#### INSTRUCCIONES DE TRABAJO:
Presenta todas las líneas del listado siguiente como una lista numerada y omite las líneas en blanco.
══ ENTRADAS EXTRAÍDAS
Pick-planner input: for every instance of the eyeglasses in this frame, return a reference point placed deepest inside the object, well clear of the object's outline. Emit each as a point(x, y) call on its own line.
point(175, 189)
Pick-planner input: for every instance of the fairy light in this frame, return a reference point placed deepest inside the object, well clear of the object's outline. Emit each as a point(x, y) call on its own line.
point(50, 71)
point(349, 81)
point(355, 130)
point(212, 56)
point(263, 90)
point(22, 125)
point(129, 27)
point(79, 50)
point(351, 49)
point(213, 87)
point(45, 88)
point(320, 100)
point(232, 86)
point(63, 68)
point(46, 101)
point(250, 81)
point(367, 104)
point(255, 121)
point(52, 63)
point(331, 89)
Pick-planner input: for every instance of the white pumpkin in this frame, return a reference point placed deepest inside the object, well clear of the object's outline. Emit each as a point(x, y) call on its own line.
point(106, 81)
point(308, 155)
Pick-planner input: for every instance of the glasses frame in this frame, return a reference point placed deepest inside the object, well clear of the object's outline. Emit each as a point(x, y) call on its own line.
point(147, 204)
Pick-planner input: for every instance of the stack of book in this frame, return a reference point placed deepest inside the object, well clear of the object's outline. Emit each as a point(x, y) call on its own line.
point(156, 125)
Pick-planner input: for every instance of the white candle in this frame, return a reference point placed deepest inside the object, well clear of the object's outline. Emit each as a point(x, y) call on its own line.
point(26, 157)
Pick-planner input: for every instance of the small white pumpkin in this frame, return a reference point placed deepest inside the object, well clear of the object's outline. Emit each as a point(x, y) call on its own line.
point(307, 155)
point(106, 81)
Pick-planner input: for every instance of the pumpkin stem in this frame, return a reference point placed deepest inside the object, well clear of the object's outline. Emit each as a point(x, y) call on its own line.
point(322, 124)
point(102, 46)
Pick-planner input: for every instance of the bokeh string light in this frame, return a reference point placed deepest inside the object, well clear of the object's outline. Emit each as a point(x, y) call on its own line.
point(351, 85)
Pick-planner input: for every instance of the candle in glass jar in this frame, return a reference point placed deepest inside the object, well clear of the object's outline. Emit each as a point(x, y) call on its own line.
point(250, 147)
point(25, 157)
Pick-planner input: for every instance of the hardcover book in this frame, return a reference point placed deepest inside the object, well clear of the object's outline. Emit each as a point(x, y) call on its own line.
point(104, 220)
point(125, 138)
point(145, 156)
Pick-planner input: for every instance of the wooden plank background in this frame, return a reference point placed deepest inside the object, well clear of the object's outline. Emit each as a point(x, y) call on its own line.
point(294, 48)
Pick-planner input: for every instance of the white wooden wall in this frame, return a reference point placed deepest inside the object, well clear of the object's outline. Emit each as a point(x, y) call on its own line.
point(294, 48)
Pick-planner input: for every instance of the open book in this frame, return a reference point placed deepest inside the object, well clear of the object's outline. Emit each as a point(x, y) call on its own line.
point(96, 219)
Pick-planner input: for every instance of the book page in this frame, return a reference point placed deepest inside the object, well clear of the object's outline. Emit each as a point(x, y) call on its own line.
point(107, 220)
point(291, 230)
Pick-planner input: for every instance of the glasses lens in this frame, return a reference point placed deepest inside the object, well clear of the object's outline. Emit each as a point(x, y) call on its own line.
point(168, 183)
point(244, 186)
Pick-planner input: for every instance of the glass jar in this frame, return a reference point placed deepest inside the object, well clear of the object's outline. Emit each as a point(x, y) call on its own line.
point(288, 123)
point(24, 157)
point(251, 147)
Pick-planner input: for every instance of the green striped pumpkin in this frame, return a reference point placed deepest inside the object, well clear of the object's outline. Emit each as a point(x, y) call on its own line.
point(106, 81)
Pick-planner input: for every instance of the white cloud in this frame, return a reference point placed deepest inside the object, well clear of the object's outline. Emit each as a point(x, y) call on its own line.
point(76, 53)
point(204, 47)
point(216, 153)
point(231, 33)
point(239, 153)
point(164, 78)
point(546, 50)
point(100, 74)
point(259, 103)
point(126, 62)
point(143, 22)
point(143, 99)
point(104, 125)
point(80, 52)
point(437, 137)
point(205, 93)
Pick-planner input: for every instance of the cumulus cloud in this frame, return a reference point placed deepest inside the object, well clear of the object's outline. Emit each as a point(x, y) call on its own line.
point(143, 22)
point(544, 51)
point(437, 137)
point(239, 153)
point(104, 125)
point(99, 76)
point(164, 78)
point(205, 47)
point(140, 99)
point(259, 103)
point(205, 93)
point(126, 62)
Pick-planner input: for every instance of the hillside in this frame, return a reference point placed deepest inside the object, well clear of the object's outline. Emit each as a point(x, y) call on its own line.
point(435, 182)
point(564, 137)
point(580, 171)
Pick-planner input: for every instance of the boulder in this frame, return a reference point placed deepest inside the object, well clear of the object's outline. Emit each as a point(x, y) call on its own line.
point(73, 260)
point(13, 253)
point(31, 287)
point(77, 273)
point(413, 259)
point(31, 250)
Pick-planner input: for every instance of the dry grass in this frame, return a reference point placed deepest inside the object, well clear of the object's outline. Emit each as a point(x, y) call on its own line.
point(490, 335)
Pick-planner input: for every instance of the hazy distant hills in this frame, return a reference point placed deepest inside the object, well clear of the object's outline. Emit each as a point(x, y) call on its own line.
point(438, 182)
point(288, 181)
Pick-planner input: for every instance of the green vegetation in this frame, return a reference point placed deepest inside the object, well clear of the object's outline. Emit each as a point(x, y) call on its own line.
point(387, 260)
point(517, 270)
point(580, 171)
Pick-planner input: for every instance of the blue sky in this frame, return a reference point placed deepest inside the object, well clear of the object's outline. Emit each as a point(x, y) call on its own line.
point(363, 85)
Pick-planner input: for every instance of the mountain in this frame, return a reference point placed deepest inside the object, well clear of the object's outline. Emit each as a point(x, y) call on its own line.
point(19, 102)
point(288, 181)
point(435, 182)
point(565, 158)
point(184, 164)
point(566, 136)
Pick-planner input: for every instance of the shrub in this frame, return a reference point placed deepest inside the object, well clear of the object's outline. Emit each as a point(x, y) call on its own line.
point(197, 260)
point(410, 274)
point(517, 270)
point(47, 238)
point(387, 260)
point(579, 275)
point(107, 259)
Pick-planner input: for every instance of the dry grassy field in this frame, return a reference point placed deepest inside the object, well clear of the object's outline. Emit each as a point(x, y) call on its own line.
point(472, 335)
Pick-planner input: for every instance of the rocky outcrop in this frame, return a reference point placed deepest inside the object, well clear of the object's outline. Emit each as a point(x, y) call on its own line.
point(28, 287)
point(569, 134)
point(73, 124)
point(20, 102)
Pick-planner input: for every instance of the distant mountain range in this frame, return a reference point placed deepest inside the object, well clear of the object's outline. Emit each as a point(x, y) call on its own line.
════
#### EN RESPUESTA:
1. Pick-planner input: for every instance of the eyeglasses in this frame, return a reference point placed deepest inside the object, well clear of the object's outline. Emit each as a point(x, y) call on its own line.
2. point(175, 189)
3. Pick-planner input: for every instance of the fairy light in this frame, return a reference point placed deepest inside the object, well clear of the object's outline. Emit each as a point(x, y) call on its own line.
4. point(50, 71)
5. point(349, 81)
6. point(355, 130)
7. point(212, 56)
8. point(263, 90)
9. point(22, 125)
10. point(129, 27)
11. point(79, 50)
12. point(351, 49)
13. point(213, 87)
14. point(45, 88)
15. point(320, 100)
16. point(232, 86)
17. point(63, 68)
18. point(46, 101)
19. point(250, 81)
20. point(367, 104)
21. point(255, 121)
22. point(52, 63)
23. point(331, 89)
24. Pick-planner input: for every instance of the white pumpkin in this frame, return a reference point placed deepest inside the object, well clear of the object's outline. Emit each as a point(x, y) call on its own line.
25. point(106, 81)
26. point(308, 155)
27. Pick-planner input: for every instance of the glasses frame in this frame, return a reference point placed deepest inside the object, well clear of the object's outline. Emit each as a point(x, y) call on its own line.
28. point(147, 204)
29. Pick-planner input: for every instance of the stack of book in this frame, return a reference point placed deepest inside the object, well clear of the object's outline. Emit each as a point(x, y) call on its own line.
30. point(156, 125)
31. Pick-planner input: for every instance of the white candle in this frame, return a reference point placed deepest inside the object, well clear of the object's outline. Emit each as a point(x, y) call on its own line.
32. point(26, 157)
33. Pick-planner input: for every instance of the small white pumpkin in this frame, return a reference point placed deepest inside the object, well clear of the object's outline. Emit each as a point(x, y) call on its own line.
34. point(307, 155)
35. point(106, 81)
36. Pick-planner input: for every instance of the pumpkin stem in this frame, return a reference point placed deepest inside the object, well clear of the object's outline. Emit each as a point(x, y) call on its own line.
37. point(322, 124)
38. point(102, 46)
39. Pick-planner input: for every instance of the bokeh string light in this frame, return a reference point placed deepest inside the object, well clear of the object's outline. Emit each as a point(x, y) call on its own line.
40. point(351, 85)
41. Pick-planner input: for every instance of the candle in glass jar in this frame, return a reference point placed deepest inside the object, well clear of the object's outline. Emit each as a point(x, y) call on its own line.
42. point(250, 147)
43. point(25, 157)
44. Pick-planner input: for every instance of the hardcover book in this frame, return a reference point placed deepest inside the object, well clear of the object's outline. Emit each as a point(x, y) call on its own line.
45. point(104, 220)
46. point(125, 138)
47. point(145, 156)
48. Pick-planner input: for every instance of the wooden plank background in this frame, return a reference point placed deepest inside the object, well clear of the object's outline. Emit each as a point(x, y) call on its own line.
49. point(294, 48)
50. Pick-planner input: for every instance of the white wooden wall in this frame, return a reference point placed deepest inside the object, well clear of the object's outline. Emit each as a point(x, y) call on its own line.
51. point(294, 48)
52. Pick-planner input: for every instance of the open book in this frame, return a reference point placed deepest inside the object, well clear of the object's outline. Emit each as a point(x, y) call on its own line.
53. point(96, 219)
54. Pick-planner input: for every instance of the book page in this frame, return a reference point placed deepest inside the object, well clear of the object's outline. Emit each as a point(x, y) call on its own line.
55. point(107, 220)
56. point(291, 230)
57. Pick-planner input: for every instance of the glasses lens in this frame, return a reference point placed deepest inside the object, well clear of the object's outline. Emit each as a point(x, y) call on its own line.
58. point(168, 183)
59. point(244, 186)
60. Pick-planner input: for every instance of the glass jar in this frame, return a reference point placed deepest inside the object, well clear of the object's outline. Emit each as a point(x, y) call on its own line.
61. point(288, 123)
62. point(24, 157)
63. point(251, 147)
64. Pick-planner input: for every instance of the green striped pumpkin in this frame, return a reference point placed deepest inside the object, well clear of the object's outline. Emit each as a point(x, y) call on its own line.
65. point(106, 81)
66. Pick-planner input: for every instance of the white cloud in this frame, return a reference point placed deepest inside the object, well clear of the object's outline. Emit each as a point(x, y) call on its own line.
67. point(76, 53)
68. point(204, 47)
69. point(216, 153)
70. point(231, 33)
71. point(239, 153)
72. point(164, 78)
73. point(546, 50)
74. point(100, 74)
75. point(259, 103)
76. point(126, 62)
77. point(143, 22)
78. point(143, 99)
79. point(104, 125)
80. point(80, 52)
81. point(437, 137)
82. point(205, 93)
83. Pick-planner input: for every instance of the cumulus cloud in this frame, return a reference point placed deepest inside the object, well clear of the object's outline. Emit each as a point(x, y) call on its own line.
84. point(143, 22)
85. point(544, 51)
86. point(437, 137)
87. point(239, 153)
88. point(104, 125)
89. point(99, 76)
90. point(164, 78)
91. point(205, 47)
92. point(140, 99)
93. point(259, 103)
94. point(205, 93)
95. point(126, 62)
96. Pick-planner input: for every instance of the hillside in this frame, return a reference point placed deepest inside the object, well clear of the object's outline. Emit each as a point(x, y) call on its own line.
97. point(435, 182)
98. point(564, 137)
99. point(580, 171)
100. Pick-planner input: for every instance of the boulder in this frame, return a reference point placed deepest inside the object, well clear of the object's outline. Emit each as a point(x, y) call on its own line.
101. point(73, 260)
102. point(13, 253)
103. point(31, 287)
104. point(77, 273)
105. point(413, 259)
106. point(31, 250)
107. Pick-planner input: for every instance of the dry grass in this frame, return a reference point placed deepest inside the object, well clear of the object's outline. Emit each as a point(x, y) call on its own line.
108. point(490, 335)
109. Pick-planner input: for every instance of the hazy distant hills in this frame, return a reference point placed deepest inside the object, well clear of the object's outline. Emit each as a point(x, y) call on its own line.
110. point(438, 182)
111. point(288, 181)
112. Pick-planner input: for every instance of the green vegetation in this frame, return a reference point placed deepest inside the object, well clear of the object's outline. Emit each as a point(x, y) call on its own line.
113. point(387, 260)
114. point(517, 270)
115. point(580, 171)
116. Pick-planner input: for every instance of the blue sky in this frame, return a reference point placed deepest inside the object, well clear of the object's outline. Emit each as a point(x, y) call on its own line.
117. point(363, 85)
118. Pick-planner input: for every instance of the mountain in this frame, return a reference point placed deepest inside the object, well clear of the object's outline. Emit each as a point(x, y) call on its own line.
119. point(19, 102)
120. point(288, 181)
121. point(435, 182)
122. point(565, 158)
123. point(184, 164)
124. point(566, 136)
125. Pick-planner input: for every instance of the shrub in this frame, return a reference point placed deepest inside the object, well clear of the object's outline. Emit each as a point(x, y) call on its own line.
126. point(197, 260)
127. point(410, 274)
128. point(517, 270)
129. point(47, 238)
130. point(387, 260)
131. point(579, 275)
132. point(107, 259)
133. Pick-planner input: for every instance of the dry grassy field in this frame, return a reference point placed deepest inside the object, well clear of the object's outline. Emit each as a point(x, y) call on its own line.
134. point(472, 335)
135. Pick-planner input: for every instance of the rocky outcrop in this frame, return a reference point placed deepest inside the object, well clear of the object's outline. Emit each as a point(x, y) call on its own line.
136. point(28, 287)
137. point(569, 134)
138. point(73, 124)
139. point(20, 102)
140. Pick-planner input: for every instance of the distant mountain range in this frame, return a reference point placed deepest inside the object, well clear of the object's outline. Emit each as a point(x, y) call on its own line.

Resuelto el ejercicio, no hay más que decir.